• What the task asks: Lay out everything from the start of the listing down to the line containing "568,153 -> 614,273" as a Markdown table with the columns No. and Line, one numbered row per line and no blank lines. Leave out the pictures.

[Saved records]
** begin **

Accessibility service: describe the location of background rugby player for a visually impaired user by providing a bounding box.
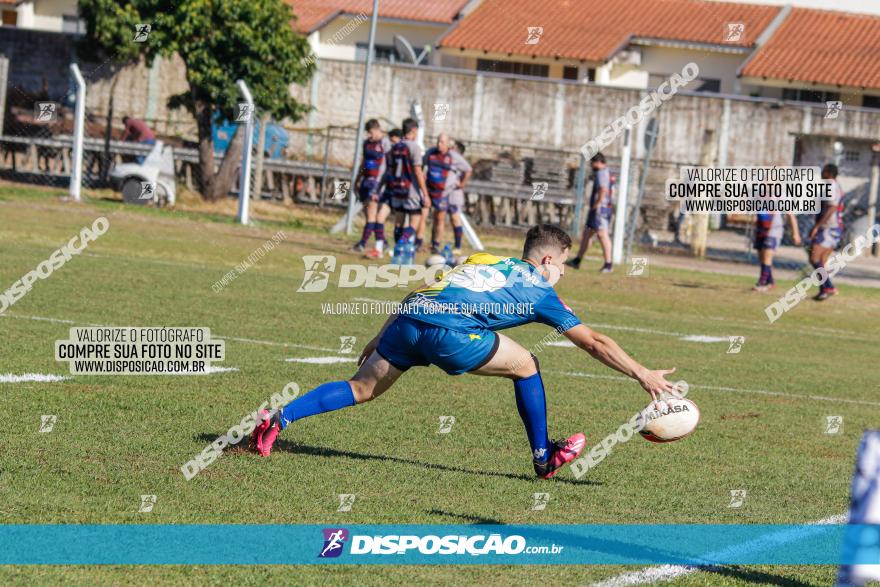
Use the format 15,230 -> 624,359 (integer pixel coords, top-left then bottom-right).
809,163 -> 844,302
568,153 -> 614,273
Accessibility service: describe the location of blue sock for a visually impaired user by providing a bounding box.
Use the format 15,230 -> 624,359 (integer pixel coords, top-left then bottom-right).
452,226 -> 464,249
811,261 -> 834,291
513,372 -> 553,462
281,381 -> 356,430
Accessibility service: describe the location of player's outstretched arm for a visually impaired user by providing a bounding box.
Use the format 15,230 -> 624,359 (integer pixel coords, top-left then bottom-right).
565,324 -> 677,400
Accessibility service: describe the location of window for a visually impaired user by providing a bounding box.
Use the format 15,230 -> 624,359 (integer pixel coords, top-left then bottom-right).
862,96 -> 880,108
782,88 -> 840,102
694,79 -> 721,94
477,59 -> 550,77
354,43 -> 403,63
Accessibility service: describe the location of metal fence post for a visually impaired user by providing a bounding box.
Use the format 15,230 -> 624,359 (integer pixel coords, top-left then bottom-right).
611,128 -> 632,264
236,80 -> 256,224
70,63 -> 86,202
345,0 -> 379,234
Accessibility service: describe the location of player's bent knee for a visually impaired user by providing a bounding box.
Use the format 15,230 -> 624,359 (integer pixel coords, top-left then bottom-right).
348,379 -> 376,404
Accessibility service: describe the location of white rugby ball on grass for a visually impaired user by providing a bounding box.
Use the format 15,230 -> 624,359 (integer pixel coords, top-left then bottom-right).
639,398 -> 700,442
425,255 -> 446,267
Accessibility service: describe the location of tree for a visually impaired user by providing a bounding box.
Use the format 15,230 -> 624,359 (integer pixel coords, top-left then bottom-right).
79,0 -> 315,200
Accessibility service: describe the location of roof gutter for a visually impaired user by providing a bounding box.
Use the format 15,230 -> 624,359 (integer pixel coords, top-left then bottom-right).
736,4 -> 791,78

** end **

• Written answer:
| No. | Line |
|---|---|
| 1 | Accessibility service: describe the location of background rugby player for a visually impaired user by providing a bounding box. |
| 2 | Use the format 15,230 -> 624,359 (integer pixel coords, top-left then bottom-right). |
| 3 | 809,163 -> 844,302 |
| 4 | 568,153 -> 614,273 |